*WHAT YOU SHOULD DO*
Your response should consist of every line below, reproduced without alteration.

[Stored records]
··········
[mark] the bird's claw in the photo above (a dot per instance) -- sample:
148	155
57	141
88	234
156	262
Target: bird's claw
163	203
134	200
··········
*OUTPUT FOR THIS TASK*
[mark] the bird's claw in the photo above (a dot per instance) -- sample:
148	155
57	141
88	234
156	262
Target: bird's claw
163	203
134	200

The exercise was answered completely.